# Exercise objective:
In the items below, take everything from the line containing "Put a pin on every instance of the red pants" down to the line containing "x=410 y=258", both included. Lay out only those lines as a JSON list of strings, one string per line, leaving out any blank lines.

Entries from a pointing dataset
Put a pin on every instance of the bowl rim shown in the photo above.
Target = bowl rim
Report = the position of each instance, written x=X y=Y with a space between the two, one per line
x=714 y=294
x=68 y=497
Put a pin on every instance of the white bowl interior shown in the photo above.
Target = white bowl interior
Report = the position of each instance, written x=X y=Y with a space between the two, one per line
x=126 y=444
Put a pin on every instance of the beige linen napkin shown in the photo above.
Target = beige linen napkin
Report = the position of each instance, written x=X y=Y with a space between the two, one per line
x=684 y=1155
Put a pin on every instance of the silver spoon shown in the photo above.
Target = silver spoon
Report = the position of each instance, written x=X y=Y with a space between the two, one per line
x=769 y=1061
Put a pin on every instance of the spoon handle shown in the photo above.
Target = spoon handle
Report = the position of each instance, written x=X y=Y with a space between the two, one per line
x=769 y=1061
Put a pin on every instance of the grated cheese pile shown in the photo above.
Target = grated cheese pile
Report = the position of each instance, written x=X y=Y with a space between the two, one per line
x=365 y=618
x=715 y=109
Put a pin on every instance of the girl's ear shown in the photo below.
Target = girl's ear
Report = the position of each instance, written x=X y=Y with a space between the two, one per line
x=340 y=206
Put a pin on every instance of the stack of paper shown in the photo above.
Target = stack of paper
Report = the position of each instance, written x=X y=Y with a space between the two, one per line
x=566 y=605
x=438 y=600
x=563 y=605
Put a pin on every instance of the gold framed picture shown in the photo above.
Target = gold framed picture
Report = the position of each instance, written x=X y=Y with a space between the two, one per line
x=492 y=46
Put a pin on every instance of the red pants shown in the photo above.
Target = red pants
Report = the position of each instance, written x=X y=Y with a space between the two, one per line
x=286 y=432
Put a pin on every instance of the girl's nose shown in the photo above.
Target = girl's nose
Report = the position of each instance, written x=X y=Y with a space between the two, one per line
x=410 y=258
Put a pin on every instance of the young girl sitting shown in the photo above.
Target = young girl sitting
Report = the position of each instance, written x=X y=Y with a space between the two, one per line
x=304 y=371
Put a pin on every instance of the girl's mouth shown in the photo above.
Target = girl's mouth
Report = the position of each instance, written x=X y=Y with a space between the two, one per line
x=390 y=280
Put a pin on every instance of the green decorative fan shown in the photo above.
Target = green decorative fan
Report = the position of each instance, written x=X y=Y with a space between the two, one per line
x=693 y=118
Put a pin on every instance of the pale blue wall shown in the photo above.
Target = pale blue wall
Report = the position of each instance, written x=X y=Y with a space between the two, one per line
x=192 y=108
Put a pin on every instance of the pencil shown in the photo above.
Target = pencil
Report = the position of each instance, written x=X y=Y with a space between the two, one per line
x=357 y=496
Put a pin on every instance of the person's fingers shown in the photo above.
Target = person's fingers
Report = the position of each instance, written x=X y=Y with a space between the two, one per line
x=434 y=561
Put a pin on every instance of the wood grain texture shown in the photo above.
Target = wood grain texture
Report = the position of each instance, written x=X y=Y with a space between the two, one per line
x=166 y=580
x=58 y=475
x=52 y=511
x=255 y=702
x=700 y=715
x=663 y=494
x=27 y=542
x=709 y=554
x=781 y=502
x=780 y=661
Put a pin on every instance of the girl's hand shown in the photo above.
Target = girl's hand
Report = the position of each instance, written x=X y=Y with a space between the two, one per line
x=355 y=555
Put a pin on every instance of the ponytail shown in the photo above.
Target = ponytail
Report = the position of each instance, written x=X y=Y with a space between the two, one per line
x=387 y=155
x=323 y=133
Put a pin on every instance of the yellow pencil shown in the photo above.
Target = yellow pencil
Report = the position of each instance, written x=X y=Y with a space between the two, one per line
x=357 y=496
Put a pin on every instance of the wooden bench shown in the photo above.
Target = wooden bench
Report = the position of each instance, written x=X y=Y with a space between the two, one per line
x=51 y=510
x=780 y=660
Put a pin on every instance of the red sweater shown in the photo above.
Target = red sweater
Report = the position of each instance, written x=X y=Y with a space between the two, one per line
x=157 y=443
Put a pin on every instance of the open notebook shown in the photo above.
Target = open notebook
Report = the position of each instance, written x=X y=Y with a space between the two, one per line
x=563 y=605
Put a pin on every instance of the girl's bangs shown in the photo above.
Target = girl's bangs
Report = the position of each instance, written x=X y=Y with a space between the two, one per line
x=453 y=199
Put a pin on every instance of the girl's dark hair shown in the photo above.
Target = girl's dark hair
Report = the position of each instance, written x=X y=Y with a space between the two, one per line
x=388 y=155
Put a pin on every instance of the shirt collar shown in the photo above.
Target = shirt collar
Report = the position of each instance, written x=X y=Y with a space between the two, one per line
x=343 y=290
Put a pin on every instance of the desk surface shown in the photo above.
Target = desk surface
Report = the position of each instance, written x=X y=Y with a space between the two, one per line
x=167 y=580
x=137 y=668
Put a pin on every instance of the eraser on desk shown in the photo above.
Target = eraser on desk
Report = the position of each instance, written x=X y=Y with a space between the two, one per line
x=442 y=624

# Completed task:
[
  "Put a pin on every instance of the red pants shown in the photo above.",
  "Target = red pants",
  "Report = the position of each instance, written x=X y=Y with a space between the two, one per line",
  "x=286 y=432",
  "Put a pin on every instance of the girl's nose shown in the photo above.",
  "Target = girl's nose",
  "Report = the position of each instance, written x=X y=Y with a space between the two, one per line",
  "x=410 y=258"
]